┌──
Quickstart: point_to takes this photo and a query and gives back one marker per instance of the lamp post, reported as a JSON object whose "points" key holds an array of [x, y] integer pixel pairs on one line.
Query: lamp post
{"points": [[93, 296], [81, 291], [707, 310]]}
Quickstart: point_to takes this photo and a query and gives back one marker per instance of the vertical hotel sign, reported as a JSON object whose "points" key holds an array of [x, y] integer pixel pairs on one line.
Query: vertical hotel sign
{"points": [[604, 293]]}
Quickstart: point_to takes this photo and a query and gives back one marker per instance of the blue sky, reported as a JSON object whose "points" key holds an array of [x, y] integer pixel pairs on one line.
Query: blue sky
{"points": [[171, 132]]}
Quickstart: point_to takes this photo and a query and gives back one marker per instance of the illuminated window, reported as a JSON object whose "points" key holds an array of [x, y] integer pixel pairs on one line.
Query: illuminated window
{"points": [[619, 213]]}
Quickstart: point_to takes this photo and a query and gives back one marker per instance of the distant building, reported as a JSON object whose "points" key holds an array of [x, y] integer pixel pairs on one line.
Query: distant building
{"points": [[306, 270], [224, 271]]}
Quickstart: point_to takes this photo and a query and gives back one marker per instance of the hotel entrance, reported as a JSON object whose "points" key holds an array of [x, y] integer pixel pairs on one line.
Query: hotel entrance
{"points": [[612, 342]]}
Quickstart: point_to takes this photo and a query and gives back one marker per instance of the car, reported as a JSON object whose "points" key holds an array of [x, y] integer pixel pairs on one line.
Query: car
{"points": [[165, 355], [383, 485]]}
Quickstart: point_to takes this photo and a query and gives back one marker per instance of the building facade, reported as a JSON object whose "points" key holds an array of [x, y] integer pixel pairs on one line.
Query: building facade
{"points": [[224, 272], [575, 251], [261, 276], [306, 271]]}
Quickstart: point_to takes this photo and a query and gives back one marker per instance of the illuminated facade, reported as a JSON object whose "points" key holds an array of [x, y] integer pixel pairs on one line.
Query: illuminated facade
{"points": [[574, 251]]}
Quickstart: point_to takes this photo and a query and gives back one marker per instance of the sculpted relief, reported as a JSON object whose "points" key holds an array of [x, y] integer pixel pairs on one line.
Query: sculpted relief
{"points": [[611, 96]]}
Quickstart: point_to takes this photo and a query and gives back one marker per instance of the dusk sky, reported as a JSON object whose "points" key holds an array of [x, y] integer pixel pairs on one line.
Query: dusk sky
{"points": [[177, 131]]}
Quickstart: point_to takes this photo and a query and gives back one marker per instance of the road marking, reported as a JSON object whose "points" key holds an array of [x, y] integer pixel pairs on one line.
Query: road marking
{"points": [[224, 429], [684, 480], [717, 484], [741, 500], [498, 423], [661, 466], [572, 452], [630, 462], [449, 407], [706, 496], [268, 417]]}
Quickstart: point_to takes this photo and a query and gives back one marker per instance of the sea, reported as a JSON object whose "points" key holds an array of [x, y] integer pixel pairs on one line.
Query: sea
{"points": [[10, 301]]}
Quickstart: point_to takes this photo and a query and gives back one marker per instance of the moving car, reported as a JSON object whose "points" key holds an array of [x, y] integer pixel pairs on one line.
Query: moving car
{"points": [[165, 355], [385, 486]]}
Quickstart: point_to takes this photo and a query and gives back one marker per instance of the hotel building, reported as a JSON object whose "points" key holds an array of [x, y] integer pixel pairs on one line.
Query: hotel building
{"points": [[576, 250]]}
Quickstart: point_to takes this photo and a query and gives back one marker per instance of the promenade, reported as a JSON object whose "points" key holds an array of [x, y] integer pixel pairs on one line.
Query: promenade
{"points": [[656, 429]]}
└──
_YOUR OBJECTIVE_
Print every entry exactly as written.

_OUTPUT BELOW_
Quickstart: point_to takes this photo and a query and gives back one marker per instance of the lamp post, reported as a JSON object whose "points" key holds an array of [x, y] integer pixel pairs on one line.
Query: lamp post
{"points": [[93, 296], [81, 291], [707, 310]]}
Quickstart: point_to takes this photo and a query and gives back one marker per instance of the vertical hotel sign, reported as a JSON object whose "points" key holds an array of [x, y] integer pixel pairs on one line.
Query: vertical hotel sign
{"points": [[604, 293]]}
Quickstart: point_to takes this photo and a query and gives back one marker per instance of the blue sky, reported as a JSON object whose "points" key holds an array of [x, y] integer pixel pairs on one line.
Query: blue sky
{"points": [[171, 132]]}
Quickstart: point_to takes this photo and a query and gives back one marker per instance of the illuminated window, reported as a JSON object whose "points" key holds an array of [x, y] integer pixel pairs on one line.
Query: illuminated window
{"points": [[619, 213]]}
Quickstart: point_to takes this photo and a query and gives back one marker per instance of the distant building, reported as a JSON object whose "points" key holds an array of [x, y] integer pixel pairs on one line.
Query: distant building
{"points": [[306, 270], [224, 271]]}
Quickstart: point_to takes this photo and a query and gives back one marker per instance of the hotel entrance, reported as a JSON object whose "points" key holds an array of [x, y] integer pixel pairs on one line.
Query: hotel entrance
{"points": [[612, 342]]}
Quickstart: point_to takes this photo and a query and gives back one marker per instance of the car, reported as a JSON object whose "points" key holds an array of [x, y] integer pixel pairs on one line.
Query: car
{"points": [[165, 355], [383, 485]]}
Quickstart: point_to takes this photo and a query and gives back one marker per instance of the building facade, reported as a JSON object whose "points" key holds an array of [x, y] integer pixel pairs on one line.
Query: building facade
{"points": [[224, 272], [575, 251], [261, 276], [306, 271]]}
Quickstart: point_to takes this photo and a query and gives back one marker per instance of the illuminated facade, reported as a JSON object whose "points" key holds an array of [x, y] integer pixel pairs on one line.
Query: illuminated facade
{"points": [[574, 251]]}
Quickstart: point_to takes this photo and a query and gives back one marker per instance of the sculpted relief, reported as a JSON object whose "points" key holds an array of [x, y] integer pixel pairs on one line.
Query: sculpted relief
{"points": [[611, 96]]}
Quickstart: point_to takes this photo and a query and gives back one marker per instance of the dusk sky, reported as a JSON object whose "points" key holds an array of [x, y] integer pixel pairs on one line.
Query: dusk sky
{"points": [[177, 131]]}
Quickstart: point_to takes this photo and a query and gives back one marker per instance of the road marking, reported as a JSON object whose "points" key holds an array of [x, y] integer pixel pairs on one line.
Query: road marking
{"points": [[224, 429], [684, 480], [717, 484], [741, 500], [498, 423], [661, 466], [572, 452], [630, 462], [449, 407], [706, 496], [268, 417]]}
Quickstart: point_to takes this photo and a query and gives back one marker per instance of the sea, reported as a JSON object whose "points" key holds an array of [x, y] integer pixel pairs on one line.
Query: sea
{"points": [[10, 301]]}
Quickstart: point_to takes this photo and a query and gives back one marker per instance of the moving car, reported as a JSON object whose "points" key holds an array of [x, y] integer pixel pairs on one line.
Query: moving car
{"points": [[165, 355], [385, 486]]}
Quickstart: point_to takes this photo and a query and gives back one marker per instance of the hotel building, reported as a JSON object whose "points" key holds an array of [x, y] integer pixel pairs on one line.
Query: hotel building
{"points": [[576, 250]]}
Quickstart: point_to takes this photo and a query and gives back one marker per instance of the promenade, reported as a JSON object whose "points" key holds an array of [x, y] integer pixel pairs on one line.
Query: promenade
{"points": [[656, 429]]}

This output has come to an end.